Dans presque toutes les villes de notre royaume, l’exercice des différents arts et métiers est concentré dans les mains d’un petit nombre de maîtres réunis en communauté, qui peuvent seuls, à l’exclusion de tous les autres citoyens, fabriquer ou vendre les objets du commerce particulier dont ils ont le privilège exclusif ; en sorte que ceux de nos sujets qui, par goût ou par nécessité, se destinent à l’exercice des arts et des métiers, ne peuvent y parvenir qu’en acquérant la maîtrise, à laquelle ils ne sont reçus qu’après des épreuves aussi longues et aussi pénibles que superflues, et après avoir satisfait à des droits ou à des exactions multipliées, par lesquelles une partie des fonds dont ils auraient eu besoin pour monter leur commerce ou leur atelier, ou même pour subsister, se trouve consumée en pure perte.

Ceux dont la fortune ne peut satisfaire à ces dépenses sont réduits à n’avoir qu’une subsistance précaire sous l’empire des maîtres, à languir dans l’indigence, ou à porter hors de leur patrie une industrie qu’ils auraient pu rendre utile à l’État.

**DONNÉES DE TRAVAIL**.
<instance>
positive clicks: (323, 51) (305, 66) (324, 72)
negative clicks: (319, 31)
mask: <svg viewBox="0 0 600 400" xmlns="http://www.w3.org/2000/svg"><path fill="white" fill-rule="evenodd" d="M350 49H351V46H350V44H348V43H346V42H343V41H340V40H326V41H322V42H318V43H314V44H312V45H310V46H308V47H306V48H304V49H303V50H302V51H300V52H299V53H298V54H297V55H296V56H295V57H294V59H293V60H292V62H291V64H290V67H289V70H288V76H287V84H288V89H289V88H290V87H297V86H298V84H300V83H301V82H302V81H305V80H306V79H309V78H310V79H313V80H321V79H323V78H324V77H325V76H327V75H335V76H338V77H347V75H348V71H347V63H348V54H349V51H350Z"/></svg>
--
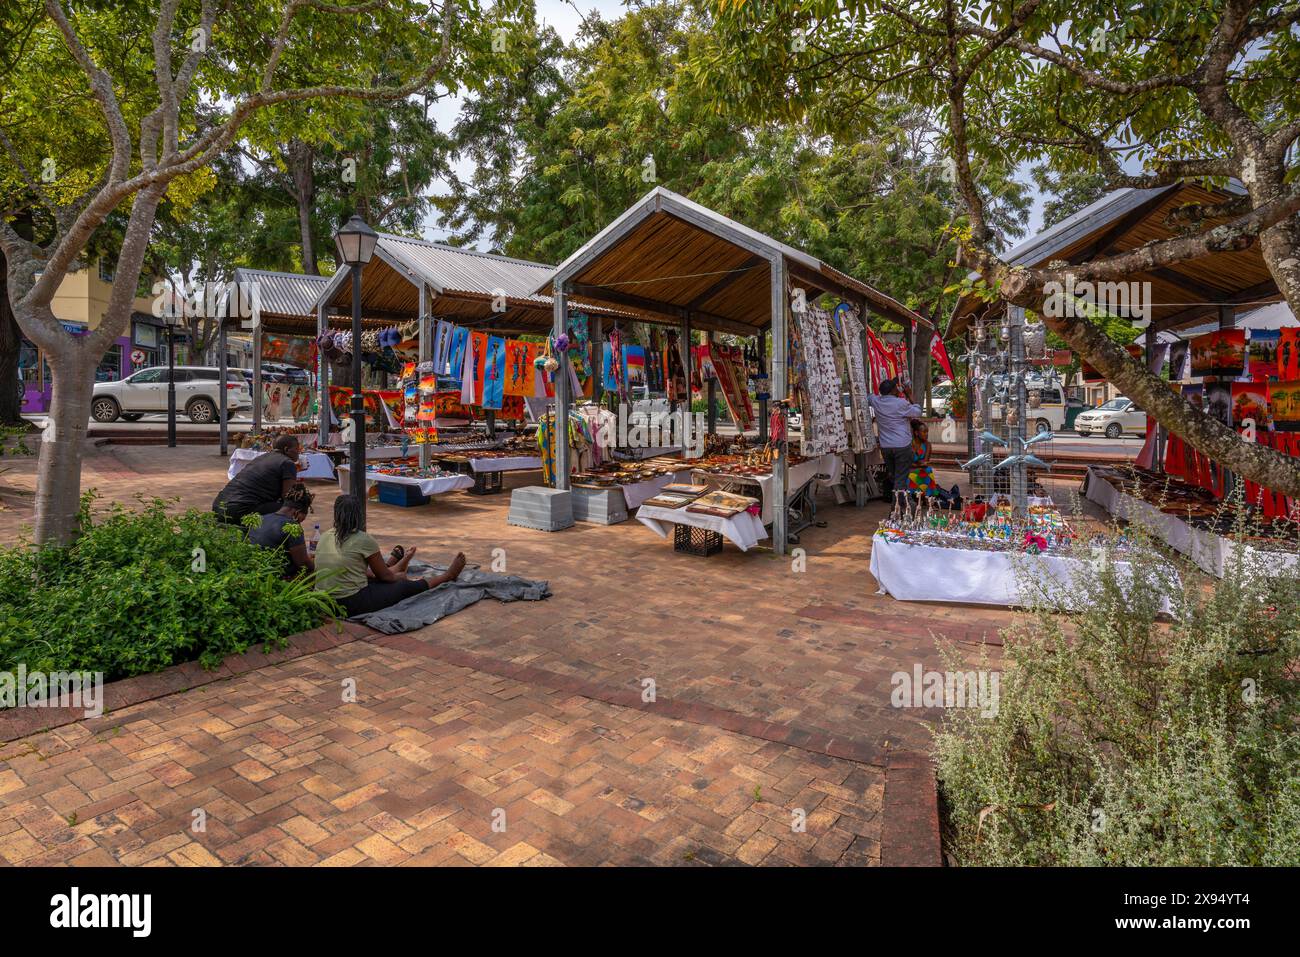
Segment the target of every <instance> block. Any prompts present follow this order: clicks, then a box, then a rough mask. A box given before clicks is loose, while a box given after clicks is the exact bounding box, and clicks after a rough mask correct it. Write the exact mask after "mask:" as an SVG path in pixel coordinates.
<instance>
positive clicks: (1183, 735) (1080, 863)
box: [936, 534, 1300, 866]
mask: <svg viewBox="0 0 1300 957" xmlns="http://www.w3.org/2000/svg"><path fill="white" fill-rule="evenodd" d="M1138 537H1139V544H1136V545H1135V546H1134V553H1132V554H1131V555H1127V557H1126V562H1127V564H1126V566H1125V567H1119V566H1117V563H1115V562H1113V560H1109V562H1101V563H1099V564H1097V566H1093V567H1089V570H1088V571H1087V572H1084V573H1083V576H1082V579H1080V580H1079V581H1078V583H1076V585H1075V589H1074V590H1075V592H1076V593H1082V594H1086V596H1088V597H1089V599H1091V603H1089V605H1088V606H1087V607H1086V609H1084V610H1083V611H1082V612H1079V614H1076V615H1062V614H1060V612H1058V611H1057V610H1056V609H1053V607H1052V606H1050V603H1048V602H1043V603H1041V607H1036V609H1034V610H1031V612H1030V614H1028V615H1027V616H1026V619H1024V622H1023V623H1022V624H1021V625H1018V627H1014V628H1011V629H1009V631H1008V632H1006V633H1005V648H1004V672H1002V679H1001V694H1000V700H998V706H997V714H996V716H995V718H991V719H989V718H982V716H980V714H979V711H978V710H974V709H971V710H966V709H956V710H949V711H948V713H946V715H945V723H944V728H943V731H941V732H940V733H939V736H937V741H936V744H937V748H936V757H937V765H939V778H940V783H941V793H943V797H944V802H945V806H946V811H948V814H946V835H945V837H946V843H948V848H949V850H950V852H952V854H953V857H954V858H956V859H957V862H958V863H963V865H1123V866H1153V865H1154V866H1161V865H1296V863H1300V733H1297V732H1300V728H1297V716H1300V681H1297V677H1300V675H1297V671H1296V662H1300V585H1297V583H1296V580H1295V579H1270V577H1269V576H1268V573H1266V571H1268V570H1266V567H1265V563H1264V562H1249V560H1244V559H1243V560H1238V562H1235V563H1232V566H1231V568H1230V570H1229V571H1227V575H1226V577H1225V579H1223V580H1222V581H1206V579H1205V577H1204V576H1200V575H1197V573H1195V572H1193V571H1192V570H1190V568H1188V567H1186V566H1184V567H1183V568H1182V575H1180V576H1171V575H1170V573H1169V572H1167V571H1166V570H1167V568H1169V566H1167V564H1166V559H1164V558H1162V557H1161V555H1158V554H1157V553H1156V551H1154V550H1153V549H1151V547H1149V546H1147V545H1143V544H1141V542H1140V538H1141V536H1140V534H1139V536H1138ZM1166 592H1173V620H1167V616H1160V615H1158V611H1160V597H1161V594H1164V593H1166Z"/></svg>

**EXERCICES À TRAITER**.
(A) Transcrivez intégralement le texte sur les maîtrises et les communautés de métiers.
(B) Présentez sous forme de tableau Markdown, avec les colonnes « Numéro » et « Ligne de donnée », les lignes des données allant de celle qui contient « Segment the target » jusqu'à celle qui contient « box: [936, 534, 1300, 866] », toutes deux comprises. Omettez les lignes vides.
Le texte et les lignes de données sont indépendants les uns des autres.

**RÉSULTATS DES EXERCICES**.
(A)
Dans presque toutes les villes de notre royaume, l’exercice des différents arts et métiers est concentré dans les mains d’un petit nombre de maîtres réunis en communauté, qui peuvent seuls, à l’exclusion de tous les autres citoyens, fabriquer ou vendre les objets du commerce particulier dont ils ont le privilège exclusif ; en sorte que ceux de nos sujets qui, par goût ou par nécessité, se destinent à l’exercice des arts et des métiers, ne peuvent y parvenir qu’en acquérant la maîtrise, à laquelle ils ne sont reçus qu’après des épreuves aussi longues et aussi pénibles que superflues, et après avoir satisfait à des droits ou à des exactions multipliées, par lesquelles une partie des fonds dont ils auraient eu besoin pour monter leur commerce ou leur atelier, ou même pour subsister, se trouve consumée en pure perte.

Ceux dont la fortune ne peut satisfaire à ces dépenses sont réduits à n’avoir qu’une subsistance précaire sous l’empire des maîtres, à languir dans l’indigence, ou à porter hors de leur patrie une industrie qu’ils auraient pu rendre utile à l’État.

(B)
| Numéro | Ligne de donnée |
|---|---|
| 1 | Segment the target of every <instance> block. Any prompts present follow this order: clicks, then a box, then a rough mask. A box given before clicks is loose, while a box given after clicks is the exact bounding box, and clicks after a rough mask correct it. Write the exact mask after "mask:" as an SVG path in pixel coordinates. |
| 2 | <instance> |
| 3 | positive clicks: (1183, 735) (1080, 863) |
| 4 | box: [936, 534, 1300, 866] |